### [Exercise]
Rewrite the rows from the line containing "Each instance receives one point. Mark the man in" through the last of the rows, changing every "flag" to "banner" and keeping everything else the same.

### [Extracted material]
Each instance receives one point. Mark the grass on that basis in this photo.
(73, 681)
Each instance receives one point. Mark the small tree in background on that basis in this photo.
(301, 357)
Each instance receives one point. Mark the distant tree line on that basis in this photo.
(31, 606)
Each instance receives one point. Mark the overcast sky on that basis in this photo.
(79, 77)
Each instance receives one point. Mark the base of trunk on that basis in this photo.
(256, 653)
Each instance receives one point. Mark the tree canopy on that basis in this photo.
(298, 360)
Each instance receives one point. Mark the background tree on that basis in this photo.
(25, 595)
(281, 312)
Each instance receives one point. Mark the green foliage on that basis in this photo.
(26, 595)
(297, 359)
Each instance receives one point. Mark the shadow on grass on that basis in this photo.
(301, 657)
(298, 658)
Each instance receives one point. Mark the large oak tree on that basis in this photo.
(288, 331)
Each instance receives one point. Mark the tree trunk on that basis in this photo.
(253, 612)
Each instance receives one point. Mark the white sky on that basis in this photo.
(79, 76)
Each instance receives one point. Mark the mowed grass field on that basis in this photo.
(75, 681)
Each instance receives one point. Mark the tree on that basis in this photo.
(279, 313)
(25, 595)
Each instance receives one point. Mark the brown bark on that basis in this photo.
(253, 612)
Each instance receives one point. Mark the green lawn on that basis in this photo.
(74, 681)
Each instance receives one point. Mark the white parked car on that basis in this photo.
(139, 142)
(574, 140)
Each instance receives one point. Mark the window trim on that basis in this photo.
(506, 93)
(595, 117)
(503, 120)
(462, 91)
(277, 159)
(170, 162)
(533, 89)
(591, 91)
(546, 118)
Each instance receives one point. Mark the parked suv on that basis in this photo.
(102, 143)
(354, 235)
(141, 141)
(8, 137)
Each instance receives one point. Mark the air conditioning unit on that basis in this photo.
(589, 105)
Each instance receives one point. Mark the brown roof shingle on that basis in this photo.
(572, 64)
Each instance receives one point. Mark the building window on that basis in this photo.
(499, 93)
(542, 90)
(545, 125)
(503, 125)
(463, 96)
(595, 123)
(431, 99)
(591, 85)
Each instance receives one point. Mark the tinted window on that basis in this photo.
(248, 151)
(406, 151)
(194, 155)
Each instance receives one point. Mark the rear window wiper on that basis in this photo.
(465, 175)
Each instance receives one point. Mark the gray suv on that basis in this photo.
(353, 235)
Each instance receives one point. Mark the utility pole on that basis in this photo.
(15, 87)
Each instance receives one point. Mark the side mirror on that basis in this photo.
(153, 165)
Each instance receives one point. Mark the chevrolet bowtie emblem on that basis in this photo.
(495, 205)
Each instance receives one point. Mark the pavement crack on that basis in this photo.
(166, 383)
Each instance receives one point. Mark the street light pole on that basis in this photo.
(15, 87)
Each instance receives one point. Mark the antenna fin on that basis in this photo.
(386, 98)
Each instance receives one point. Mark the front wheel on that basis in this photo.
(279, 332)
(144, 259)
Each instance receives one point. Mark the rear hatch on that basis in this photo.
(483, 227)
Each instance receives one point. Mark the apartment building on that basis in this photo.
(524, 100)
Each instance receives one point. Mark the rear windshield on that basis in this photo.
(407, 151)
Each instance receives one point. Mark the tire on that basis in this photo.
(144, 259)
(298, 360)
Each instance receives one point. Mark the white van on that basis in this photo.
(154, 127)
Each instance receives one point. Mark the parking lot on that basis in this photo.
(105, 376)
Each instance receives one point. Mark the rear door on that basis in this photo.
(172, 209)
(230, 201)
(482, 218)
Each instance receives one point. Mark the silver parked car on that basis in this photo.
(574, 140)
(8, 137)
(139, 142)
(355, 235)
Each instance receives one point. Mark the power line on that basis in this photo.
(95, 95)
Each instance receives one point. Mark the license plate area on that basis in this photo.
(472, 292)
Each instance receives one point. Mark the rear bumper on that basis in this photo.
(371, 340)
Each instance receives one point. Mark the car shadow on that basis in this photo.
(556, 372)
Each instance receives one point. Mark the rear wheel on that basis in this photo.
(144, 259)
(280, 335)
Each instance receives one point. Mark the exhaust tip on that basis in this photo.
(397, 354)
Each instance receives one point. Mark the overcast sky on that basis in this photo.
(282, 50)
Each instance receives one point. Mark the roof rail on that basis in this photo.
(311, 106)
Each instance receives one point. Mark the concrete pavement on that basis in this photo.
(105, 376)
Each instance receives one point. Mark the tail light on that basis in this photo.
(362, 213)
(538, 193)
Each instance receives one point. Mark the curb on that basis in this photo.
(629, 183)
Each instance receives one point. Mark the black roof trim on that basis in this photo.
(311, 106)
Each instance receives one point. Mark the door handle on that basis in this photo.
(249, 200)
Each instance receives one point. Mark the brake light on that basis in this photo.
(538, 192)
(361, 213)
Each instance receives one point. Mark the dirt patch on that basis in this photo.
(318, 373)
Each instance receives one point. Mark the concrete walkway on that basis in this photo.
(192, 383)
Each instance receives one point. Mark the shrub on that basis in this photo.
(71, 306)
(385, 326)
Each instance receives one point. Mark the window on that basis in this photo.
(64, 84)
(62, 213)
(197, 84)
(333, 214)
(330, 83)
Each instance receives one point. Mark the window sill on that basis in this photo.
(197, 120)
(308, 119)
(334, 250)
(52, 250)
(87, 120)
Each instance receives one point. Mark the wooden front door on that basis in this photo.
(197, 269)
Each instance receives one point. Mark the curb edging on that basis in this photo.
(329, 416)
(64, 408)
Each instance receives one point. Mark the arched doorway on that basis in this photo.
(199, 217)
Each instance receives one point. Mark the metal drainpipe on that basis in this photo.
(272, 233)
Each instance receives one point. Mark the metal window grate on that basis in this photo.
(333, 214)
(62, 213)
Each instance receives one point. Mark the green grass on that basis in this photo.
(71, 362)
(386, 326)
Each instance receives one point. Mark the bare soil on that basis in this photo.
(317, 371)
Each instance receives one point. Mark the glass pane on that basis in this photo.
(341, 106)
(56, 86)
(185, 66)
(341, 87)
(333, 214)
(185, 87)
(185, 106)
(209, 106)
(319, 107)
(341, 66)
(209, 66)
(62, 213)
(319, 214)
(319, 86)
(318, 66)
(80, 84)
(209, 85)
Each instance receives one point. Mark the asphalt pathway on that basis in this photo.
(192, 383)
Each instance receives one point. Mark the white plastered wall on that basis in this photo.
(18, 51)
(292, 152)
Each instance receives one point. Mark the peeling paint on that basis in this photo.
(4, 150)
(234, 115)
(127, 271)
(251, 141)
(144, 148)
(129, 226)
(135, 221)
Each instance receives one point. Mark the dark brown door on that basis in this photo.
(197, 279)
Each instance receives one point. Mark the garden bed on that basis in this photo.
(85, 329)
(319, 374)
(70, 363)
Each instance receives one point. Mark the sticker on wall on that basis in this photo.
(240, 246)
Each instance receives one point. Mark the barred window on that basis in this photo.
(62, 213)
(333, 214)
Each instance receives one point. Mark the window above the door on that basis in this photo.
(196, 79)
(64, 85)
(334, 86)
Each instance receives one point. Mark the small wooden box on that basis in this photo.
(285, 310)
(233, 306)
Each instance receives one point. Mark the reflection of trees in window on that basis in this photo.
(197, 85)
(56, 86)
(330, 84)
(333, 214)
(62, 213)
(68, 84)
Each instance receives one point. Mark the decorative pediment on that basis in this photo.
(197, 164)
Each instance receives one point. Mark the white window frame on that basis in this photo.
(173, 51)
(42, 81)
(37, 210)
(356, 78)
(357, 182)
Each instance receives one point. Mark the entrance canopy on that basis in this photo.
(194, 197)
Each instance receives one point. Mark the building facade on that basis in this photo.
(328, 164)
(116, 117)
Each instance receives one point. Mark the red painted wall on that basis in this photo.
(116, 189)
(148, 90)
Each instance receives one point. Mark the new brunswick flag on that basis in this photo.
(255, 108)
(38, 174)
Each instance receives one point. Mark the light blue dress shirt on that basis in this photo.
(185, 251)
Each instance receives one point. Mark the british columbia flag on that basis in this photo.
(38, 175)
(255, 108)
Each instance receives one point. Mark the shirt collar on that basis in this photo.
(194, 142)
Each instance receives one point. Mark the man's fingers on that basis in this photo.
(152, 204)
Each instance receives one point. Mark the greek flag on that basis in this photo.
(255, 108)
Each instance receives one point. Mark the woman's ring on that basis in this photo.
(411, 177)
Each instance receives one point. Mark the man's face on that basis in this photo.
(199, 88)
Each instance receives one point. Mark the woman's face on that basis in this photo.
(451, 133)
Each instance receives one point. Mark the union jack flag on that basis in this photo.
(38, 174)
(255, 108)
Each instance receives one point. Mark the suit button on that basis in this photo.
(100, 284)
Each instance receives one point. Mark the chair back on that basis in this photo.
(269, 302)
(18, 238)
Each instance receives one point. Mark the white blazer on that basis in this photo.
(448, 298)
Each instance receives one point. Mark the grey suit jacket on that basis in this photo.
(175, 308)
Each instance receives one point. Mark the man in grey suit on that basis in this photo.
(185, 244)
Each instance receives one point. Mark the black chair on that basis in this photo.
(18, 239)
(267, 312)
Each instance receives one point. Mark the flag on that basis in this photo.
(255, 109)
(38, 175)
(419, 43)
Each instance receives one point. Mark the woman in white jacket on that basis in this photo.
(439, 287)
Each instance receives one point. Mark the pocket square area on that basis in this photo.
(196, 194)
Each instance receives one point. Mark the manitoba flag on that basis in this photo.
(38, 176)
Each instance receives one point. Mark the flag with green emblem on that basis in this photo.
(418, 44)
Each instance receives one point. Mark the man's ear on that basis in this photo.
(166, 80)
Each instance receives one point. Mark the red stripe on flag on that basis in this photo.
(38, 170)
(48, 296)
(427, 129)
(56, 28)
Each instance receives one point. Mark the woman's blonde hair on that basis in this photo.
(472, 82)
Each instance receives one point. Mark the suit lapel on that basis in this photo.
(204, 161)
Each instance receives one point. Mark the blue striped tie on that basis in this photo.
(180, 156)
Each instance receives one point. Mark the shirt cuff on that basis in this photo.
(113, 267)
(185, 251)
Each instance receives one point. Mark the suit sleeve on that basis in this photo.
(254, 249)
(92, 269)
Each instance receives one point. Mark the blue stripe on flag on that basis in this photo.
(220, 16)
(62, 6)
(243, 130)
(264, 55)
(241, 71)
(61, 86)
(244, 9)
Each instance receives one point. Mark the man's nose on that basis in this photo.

### [Result]
Each instance receives one point. Mark the man in grey suit on that basis in this photo.
(185, 244)
Each instance receives one point. Mark the black chair on that basis in this photo.
(18, 239)
(267, 312)
Each instance receives one point. Mark the banner on that basis in this photo.
(255, 109)
(38, 175)
(419, 43)
Each instance receives one point. Mark the woman in white jacket on that basis in this photo.
(439, 287)
Each instance receives one point. Mark the pocket square area on that basis in this photo.
(196, 194)
Each instance receives one point. Mark the manitoba banner on that basis in this photo.
(38, 176)
Each instance receives one point. Mark the banner with green emblem on that basis in this photo.
(418, 44)
Each instance receives one point. Mark the man's ear on that basis in this photo.
(166, 80)
Each instance receives one point. Mark the red stripe on banner on that basis in this photo.
(38, 170)
(48, 296)
(427, 129)
(56, 28)
Each instance receives one point. Mark the woman's blonde hair on that basis in this photo.
(472, 82)
Each instance receives one point. Mark the suit lapel on that basis in this photo.
(204, 161)
Each instance receives one point. Mark the blue striped tie on that basis in this photo.
(180, 156)
Each instance receives one point. Mark the shirt cuff on that basis in this photo.
(113, 267)
(185, 251)
Each instance receives one point. Mark the suit sleeve on that basis in this photo.
(254, 249)
(92, 269)
Each instance receives one point. Mark the blue stripe on banner on that basis in this photo.
(220, 16)
(62, 6)
(243, 130)
(264, 55)
(241, 71)
(61, 86)
(244, 9)
Each instance receives one point. Mark the man's nose on that basis in this photo.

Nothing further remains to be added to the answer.